§ **Aim**: Give the data again, word for word.

+ + +

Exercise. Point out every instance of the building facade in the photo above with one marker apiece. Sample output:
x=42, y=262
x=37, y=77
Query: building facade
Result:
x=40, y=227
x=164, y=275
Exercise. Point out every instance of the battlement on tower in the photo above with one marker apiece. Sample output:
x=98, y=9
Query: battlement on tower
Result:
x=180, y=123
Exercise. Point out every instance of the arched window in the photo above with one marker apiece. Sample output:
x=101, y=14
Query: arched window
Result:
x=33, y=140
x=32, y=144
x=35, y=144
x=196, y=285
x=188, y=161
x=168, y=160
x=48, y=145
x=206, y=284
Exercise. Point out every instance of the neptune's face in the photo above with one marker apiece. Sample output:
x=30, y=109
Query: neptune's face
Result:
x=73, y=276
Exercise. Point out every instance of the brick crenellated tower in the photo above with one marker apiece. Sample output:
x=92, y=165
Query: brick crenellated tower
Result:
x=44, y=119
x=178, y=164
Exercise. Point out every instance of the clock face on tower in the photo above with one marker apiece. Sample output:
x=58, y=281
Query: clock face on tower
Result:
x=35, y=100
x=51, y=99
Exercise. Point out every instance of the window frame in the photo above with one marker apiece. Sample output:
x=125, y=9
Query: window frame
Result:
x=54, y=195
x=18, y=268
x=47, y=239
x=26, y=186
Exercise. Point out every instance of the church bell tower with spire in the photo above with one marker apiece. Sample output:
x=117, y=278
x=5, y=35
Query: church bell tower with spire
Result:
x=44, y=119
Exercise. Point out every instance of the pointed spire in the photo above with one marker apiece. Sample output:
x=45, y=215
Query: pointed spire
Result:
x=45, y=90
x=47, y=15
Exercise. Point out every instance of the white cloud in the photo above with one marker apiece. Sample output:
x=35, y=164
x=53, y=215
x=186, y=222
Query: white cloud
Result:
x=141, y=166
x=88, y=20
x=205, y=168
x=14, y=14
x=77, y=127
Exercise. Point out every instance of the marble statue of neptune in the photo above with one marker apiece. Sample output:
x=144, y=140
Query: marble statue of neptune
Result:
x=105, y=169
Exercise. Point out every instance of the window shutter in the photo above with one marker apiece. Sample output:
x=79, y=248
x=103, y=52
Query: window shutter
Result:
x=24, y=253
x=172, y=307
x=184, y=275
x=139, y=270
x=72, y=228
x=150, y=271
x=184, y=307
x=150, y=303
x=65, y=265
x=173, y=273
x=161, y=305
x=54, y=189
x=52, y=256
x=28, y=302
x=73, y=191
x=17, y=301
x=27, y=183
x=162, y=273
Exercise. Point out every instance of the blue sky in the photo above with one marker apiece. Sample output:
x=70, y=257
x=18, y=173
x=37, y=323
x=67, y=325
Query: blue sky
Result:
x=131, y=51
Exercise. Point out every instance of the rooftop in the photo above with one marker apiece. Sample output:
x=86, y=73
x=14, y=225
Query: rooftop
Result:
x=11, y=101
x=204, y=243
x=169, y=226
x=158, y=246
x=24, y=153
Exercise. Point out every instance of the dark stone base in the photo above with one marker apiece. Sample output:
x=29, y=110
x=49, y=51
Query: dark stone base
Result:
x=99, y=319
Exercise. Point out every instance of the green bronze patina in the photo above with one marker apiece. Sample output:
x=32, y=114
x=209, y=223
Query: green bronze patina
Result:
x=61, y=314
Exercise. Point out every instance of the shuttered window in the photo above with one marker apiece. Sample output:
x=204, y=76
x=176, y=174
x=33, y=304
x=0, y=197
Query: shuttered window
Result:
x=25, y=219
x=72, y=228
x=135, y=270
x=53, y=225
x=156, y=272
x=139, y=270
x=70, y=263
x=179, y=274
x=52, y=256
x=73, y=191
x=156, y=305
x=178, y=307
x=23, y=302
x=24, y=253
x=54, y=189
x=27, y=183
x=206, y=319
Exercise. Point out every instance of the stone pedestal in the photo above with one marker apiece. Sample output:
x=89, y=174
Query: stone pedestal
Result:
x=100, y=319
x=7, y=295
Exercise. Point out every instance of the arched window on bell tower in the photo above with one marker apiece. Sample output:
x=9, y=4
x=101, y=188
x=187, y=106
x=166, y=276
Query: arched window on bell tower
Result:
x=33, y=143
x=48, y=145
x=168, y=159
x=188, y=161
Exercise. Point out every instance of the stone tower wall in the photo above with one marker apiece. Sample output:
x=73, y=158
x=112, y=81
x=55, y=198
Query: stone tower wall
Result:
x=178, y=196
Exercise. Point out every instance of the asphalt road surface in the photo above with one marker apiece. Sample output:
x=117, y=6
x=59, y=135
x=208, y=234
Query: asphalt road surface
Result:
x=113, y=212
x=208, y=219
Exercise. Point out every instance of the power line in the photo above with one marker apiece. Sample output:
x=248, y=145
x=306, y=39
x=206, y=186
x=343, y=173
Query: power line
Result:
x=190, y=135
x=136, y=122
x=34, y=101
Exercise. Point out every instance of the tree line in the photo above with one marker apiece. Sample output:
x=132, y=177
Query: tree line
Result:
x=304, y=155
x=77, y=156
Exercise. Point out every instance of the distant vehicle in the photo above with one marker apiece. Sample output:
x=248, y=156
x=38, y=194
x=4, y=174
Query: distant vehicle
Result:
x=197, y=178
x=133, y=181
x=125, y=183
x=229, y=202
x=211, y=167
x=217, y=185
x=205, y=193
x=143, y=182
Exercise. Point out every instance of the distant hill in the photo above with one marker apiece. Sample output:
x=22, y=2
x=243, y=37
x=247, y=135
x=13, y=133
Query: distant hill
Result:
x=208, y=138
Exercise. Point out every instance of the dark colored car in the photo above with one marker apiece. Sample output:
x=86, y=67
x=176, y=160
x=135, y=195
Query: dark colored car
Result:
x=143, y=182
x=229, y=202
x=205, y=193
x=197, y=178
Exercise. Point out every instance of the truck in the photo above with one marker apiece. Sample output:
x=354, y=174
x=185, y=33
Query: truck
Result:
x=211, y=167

+ + +

§ **Right answer**:
Exercise. Point out every instance of the building facade in the photo above with one marker apiece. Sample output:
x=42, y=262
x=37, y=77
Query: building facade
Result:
x=40, y=227
x=164, y=275
Exercise. Point out every instance of the battlement on tower in the photo above with one marker apiece. Sample output:
x=98, y=9
Query: battlement on tower
Result:
x=180, y=123
Exercise. Point out every instance of the arched window in the photo above with one marker apiece. Sample output:
x=101, y=14
Query: arched window
Result:
x=33, y=140
x=32, y=144
x=35, y=144
x=196, y=285
x=188, y=161
x=168, y=160
x=48, y=145
x=206, y=284
Exercise. Point out every instance of the neptune's face in the photo above with one marker apiece. Sample output:
x=30, y=109
Query: neptune's face
Result:
x=73, y=276
Exercise. Point out every instance of the brick crenellated tower in the photo above with one marker apiece. Sample output:
x=92, y=165
Query: brick crenellated tower
Result:
x=44, y=119
x=178, y=164
Exercise. Point out every instance of the clock face on tower in the photo above with one marker apiece. Sample output:
x=58, y=281
Query: clock face on tower
Result:
x=35, y=100
x=51, y=99
Exercise. Point out every instance of the window frame in the photo above with one marker apiece. Sample output:
x=125, y=9
Query: window frame
Result:
x=54, y=195
x=18, y=268
x=47, y=239
x=26, y=186
Exercise. Point out every instance of the church bell tower with spire in the photo above with one marker apiece. Sample output:
x=117, y=278
x=5, y=35
Query: church bell tower with spire
Result:
x=44, y=119
Exercise. Point out every instance of the pointed spire in the photo above with one marker apiece. Sample output:
x=45, y=215
Query: pointed spire
Result:
x=45, y=90
x=47, y=15
Exercise. Point out every instance of the white cloud in the photo above with one marker apiece. Sample output:
x=35, y=164
x=53, y=215
x=186, y=222
Query: white cloud
Result:
x=141, y=166
x=88, y=20
x=205, y=168
x=14, y=14
x=77, y=127
Exercise. Point out every instance of the marble statue of neptune in the photo above with one marker apiece. Sample output:
x=144, y=140
Query: marble statue of neptune
Result:
x=105, y=169
Exercise. Point out every instance of the window shutter in the photo above with one marker apiece. Sample output:
x=79, y=248
x=103, y=52
Query: window shutter
Result:
x=24, y=253
x=172, y=307
x=184, y=275
x=139, y=270
x=72, y=228
x=150, y=271
x=184, y=307
x=150, y=303
x=65, y=265
x=173, y=273
x=161, y=305
x=54, y=189
x=52, y=256
x=28, y=302
x=73, y=191
x=17, y=301
x=27, y=183
x=162, y=273
Exercise. Point out every instance of the blue sky in the photo above with one marker apiece. Sample output:
x=70, y=257
x=18, y=173
x=37, y=323
x=67, y=325
Query: blue sky
Result:
x=131, y=51
Exercise. Point out every instance of the rooftop in the photo above with one marker apiece. Sample output:
x=86, y=73
x=14, y=225
Query: rooftop
Result:
x=11, y=101
x=204, y=243
x=169, y=226
x=158, y=246
x=24, y=153
Exercise. Point out every instance of the dark stone base in the photo above with one marker apiece. Sample output:
x=29, y=110
x=49, y=51
Query: dark stone base
Result:
x=99, y=319
Exercise. Point out every instance of the green bronze patina in the photo above with one marker apiece. Sample output:
x=32, y=114
x=209, y=223
Query: green bronze patina
Result:
x=61, y=314
Exercise. Point out every instance of the shuttered window in the photo above with one marker apiece. Sample output:
x=204, y=76
x=176, y=174
x=33, y=304
x=0, y=197
Query: shuttered window
Result:
x=25, y=219
x=72, y=228
x=135, y=270
x=53, y=225
x=156, y=272
x=139, y=270
x=70, y=263
x=179, y=274
x=52, y=256
x=73, y=191
x=156, y=305
x=178, y=307
x=23, y=302
x=24, y=253
x=54, y=189
x=27, y=183
x=206, y=319
Exercise. Point out every instance of the stone pedestal in the photo above with one marker apiece. Sample output:
x=89, y=174
Query: stone pedestal
Result:
x=100, y=319
x=7, y=295
Exercise. Point out every instance of the arched window on bell tower in the photo above with one marker apiece. Sample output:
x=9, y=4
x=101, y=188
x=187, y=106
x=166, y=276
Query: arched window on bell tower
Result:
x=33, y=143
x=48, y=145
x=168, y=159
x=188, y=161
Exercise. Point out every instance of the stone tower wall in the photo above with one marker apiece. Sample output:
x=73, y=158
x=112, y=81
x=55, y=198
Query: stone tower wall
Result:
x=178, y=196
Exercise. Point out every instance of the asphalt road surface in the photo above with one marker apiece. Sample output:
x=117, y=6
x=59, y=135
x=208, y=234
Query: asphalt road surface
Result:
x=113, y=212
x=208, y=219
Exercise. Point out every instance of the power line in the photo above with one marker apiece. Sample output:
x=248, y=145
x=306, y=39
x=206, y=186
x=343, y=173
Query: power line
Result:
x=190, y=135
x=136, y=122
x=34, y=101
Exercise. Point out every instance of the tree line in the photo above with one marker apiece. Sample output:
x=132, y=177
Query: tree line
Result:
x=304, y=155
x=77, y=156
Exercise. Point out every instance of the distant vehicle in the photo above with one marker apiece. Sample output:
x=248, y=156
x=38, y=194
x=4, y=174
Query: distant vehicle
Result:
x=197, y=178
x=133, y=181
x=125, y=183
x=229, y=202
x=211, y=167
x=217, y=185
x=205, y=193
x=143, y=182
Exercise. Point out every instance of the distant hill in the photo above with one marker apiece. Sample output:
x=22, y=2
x=243, y=37
x=247, y=135
x=13, y=133
Query: distant hill
Result:
x=208, y=138
Exercise. Point out every instance of the dark colored car in the photo above with one marker apiece. Sample output:
x=86, y=67
x=176, y=160
x=135, y=195
Query: dark colored car
Result:
x=143, y=182
x=229, y=202
x=205, y=193
x=197, y=178
Exercise. Point out every instance of the truck in the photo above with one marker apiece. Sample output:
x=354, y=174
x=185, y=33
Query: truck
Result:
x=211, y=167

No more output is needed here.